To do ::
1. In the guest post about depression and suicide, where did the writer buy the Kate Spade watch?
2. Please carry on the guest post about depression and suicide, picking up right after its final sentence.

Passage for review ::
* * * *
Alyssa Montague is one of the gutsiest people I know, and I am honored to have her share her heart and thoughts in this guest post for If I Knew Not Midnight:
Multiple high profile suicides this past week have left me with a lot of thoughts and feelings. This morning I wrote some of them down. I’d like to share them with y’all if you’d indulge me.
I adore the Kate Spade brand and it’s meant a lot over the years. The brand’s simple, sophisticated femininity speaks to me and it’s always a bit of a moment when I let myself have a Kate Spade. A few weeks ago I bought myself a present at the Kate Spade outlet near my dad’s house. It’s a watch that straddles the line between practical and whimsical in a way that feels so very me – a scalloped leather band with enough sparkle on the face to be pretty and fun without nearing gaudy or pretentious territory. I love it so much. Today I put it on, and I paused as I turned my wrist over to fasten it. There, under my Kate Spade watch, was my tattoo. I got this tattoo a few years ago to both honor my fight against depression and suicide and, more personally, to provide a very pointed reminder. At the last minute, I will always be reminded to keep fighting.
Seeing my tattoo juxtaposed with this symbol of celebration and joy, my heart broke. My soul has lived the foggy weariness that claimed Kate Spade and others, and I thank anything divine I’m not there right now. But I know so many are still there, wandering in grey, muted desolation and rapidly running out of hope.
Because you might be one of those people, I want to be open about my struggle in the hope that you will know you’re not alone and you’ll know it’s okay. But in case I haven’t been clear, I am mentally ill.
Let me say it again, louder, for the people in the back. I am mentally ill.
There is no reason or catalyst. It’s just part of my beautiful, amazing brain. Most days I function just fine. Some days I don’t. My medication helps and so does my pupper. Therapy had been invaluable to me. And oddly, running. None of those things are magic on their own, but I’m using all of them to make it. And I’m surviving. No, wait. Actually, I’m THRIVING. I have an amazing life with incredible family – both the one I was born to and the one I’ve found and built. I own the anxiety and depression that has impacted me so significantly, but I refuse to allow them to define the core of who I am.
* * * *
Available data ::
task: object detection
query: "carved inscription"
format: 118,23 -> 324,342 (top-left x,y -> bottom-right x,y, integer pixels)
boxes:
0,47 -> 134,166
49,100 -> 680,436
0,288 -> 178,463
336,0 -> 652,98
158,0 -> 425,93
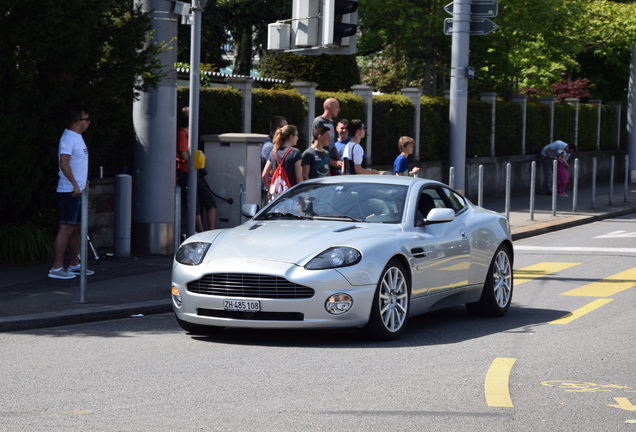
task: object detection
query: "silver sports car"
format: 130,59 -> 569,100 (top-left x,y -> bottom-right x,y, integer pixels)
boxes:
172,175 -> 513,340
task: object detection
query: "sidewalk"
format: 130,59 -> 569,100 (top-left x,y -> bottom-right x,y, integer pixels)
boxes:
0,184 -> 636,332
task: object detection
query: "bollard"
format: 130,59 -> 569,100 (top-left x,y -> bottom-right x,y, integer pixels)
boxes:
477,165 -> 484,207
79,189 -> 88,303
572,158 -> 579,213
173,186 -> 181,254
530,161 -> 537,220
592,158 -> 596,208
623,155 -> 629,202
607,156 -> 614,205
113,174 -> 132,258
506,163 -> 512,221
552,159 -> 559,216
238,183 -> 247,223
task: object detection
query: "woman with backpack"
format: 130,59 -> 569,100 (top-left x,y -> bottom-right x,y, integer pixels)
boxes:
261,125 -> 303,201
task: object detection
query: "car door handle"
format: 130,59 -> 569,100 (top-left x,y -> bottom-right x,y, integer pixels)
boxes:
411,248 -> 426,258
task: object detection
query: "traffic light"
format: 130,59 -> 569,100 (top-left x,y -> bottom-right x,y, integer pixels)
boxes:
292,0 -> 320,48
322,0 -> 358,47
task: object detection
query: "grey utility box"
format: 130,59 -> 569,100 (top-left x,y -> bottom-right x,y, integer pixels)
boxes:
201,133 -> 267,228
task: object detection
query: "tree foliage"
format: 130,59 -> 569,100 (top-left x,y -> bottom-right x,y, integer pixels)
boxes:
359,0 -> 636,100
0,0 -> 161,224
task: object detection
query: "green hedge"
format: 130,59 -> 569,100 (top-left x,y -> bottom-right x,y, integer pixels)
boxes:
178,87 -> 626,160
466,100 -> 492,157
495,101 -> 523,156
177,87 -> 243,142
252,89 -> 308,148
420,96 -> 450,161
371,95 -> 415,165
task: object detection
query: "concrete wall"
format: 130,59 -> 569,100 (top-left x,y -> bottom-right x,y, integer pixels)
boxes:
88,150 -> 625,249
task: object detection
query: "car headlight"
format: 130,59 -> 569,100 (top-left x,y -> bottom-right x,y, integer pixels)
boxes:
174,242 -> 212,265
305,246 -> 362,270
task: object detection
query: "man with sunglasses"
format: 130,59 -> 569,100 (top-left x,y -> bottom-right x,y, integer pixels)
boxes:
49,105 -> 94,279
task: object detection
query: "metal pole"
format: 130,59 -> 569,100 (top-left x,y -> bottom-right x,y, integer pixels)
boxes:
552,159 -> 558,216
113,174 -> 132,258
572,158 -> 579,212
592,158 -> 596,208
449,0 -> 472,192
79,189 -> 88,303
530,161 -> 537,220
187,0 -> 201,236
506,163 -> 512,220
607,156 -> 614,205
477,165 -> 484,207
173,186 -> 181,254
131,0 -> 178,255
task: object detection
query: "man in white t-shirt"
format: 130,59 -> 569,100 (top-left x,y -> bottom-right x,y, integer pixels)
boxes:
49,105 -> 94,279
342,120 -> 380,174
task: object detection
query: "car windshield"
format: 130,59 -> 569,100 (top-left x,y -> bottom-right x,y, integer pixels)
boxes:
256,183 -> 407,224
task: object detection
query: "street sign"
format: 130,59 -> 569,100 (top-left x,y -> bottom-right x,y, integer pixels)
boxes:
444,18 -> 497,36
444,0 -> 499,18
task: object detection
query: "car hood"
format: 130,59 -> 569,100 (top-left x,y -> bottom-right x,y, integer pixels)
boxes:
200,221 -> 402,265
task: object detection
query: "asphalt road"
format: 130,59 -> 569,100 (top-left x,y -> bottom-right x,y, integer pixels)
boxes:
0,215 -> 636,432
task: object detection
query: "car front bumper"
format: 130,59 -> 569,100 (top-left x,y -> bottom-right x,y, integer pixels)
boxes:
172,260 -> 376,329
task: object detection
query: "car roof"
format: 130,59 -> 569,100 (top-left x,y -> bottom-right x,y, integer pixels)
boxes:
301,174 -> 445,186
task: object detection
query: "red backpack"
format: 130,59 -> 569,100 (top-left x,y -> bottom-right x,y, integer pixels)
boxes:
269,147 -> 293,201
* * * *
Per-task outputs ::
1. At the Kate Spade outlet near the writer's dad's house.

2.
If, like me, you are living with mental illness, I offer you this: you are not alone. Sometimes you feel broken, and that’s ok. It. Is. Ok. It’s not all of you. Not even a little bit. You are a magical sunfish or an opalescent tree shark (™ Leslie Knope). You, in all your brokenness, are beautiful and magical and brilliant. I love you, and I ask you to stay and keep making the world better by being you. Because I promise you are doing exactly that, and we need you.
5 Replies to “Guest Post: The Watch & The Tattoo”
Should have given a “mascara alert.” You are so magical Alyssa. That must be why my heart smiles when we’re together. Could not be more proud of you.
“You, in all your brokenness, are beautiful and magical and brilliant.”
Not is spite of.
Not because you overcame it.
Just you ARE.
What a beautiful perspective!
PS – I love the semicolon tattoo
I also suffer with depression and anxiety and panic attacks. I have been on medication for 22 years and it has very much improved my life and mindset. In 2016 my sister passed away. We were only 1 year and 4 months difference in age. We grew up at the same re and helped each through difficult times. I miss her madly. My mother passed last year, 2017. I was with her when she took her last breath. I cannot even begin to express how empty I feel inside. So many times I go to call her just to remember she is gone. My Heart breaks every day and I struggle to find peace . I don’t know where to go from here or what to do with this love in my heart I gave to them my whole life. I’m so very lost…..
First, may I offer my deepest sympathies for your loss and the pain that has come with it? I can only imagine the utter heartache you feel right now.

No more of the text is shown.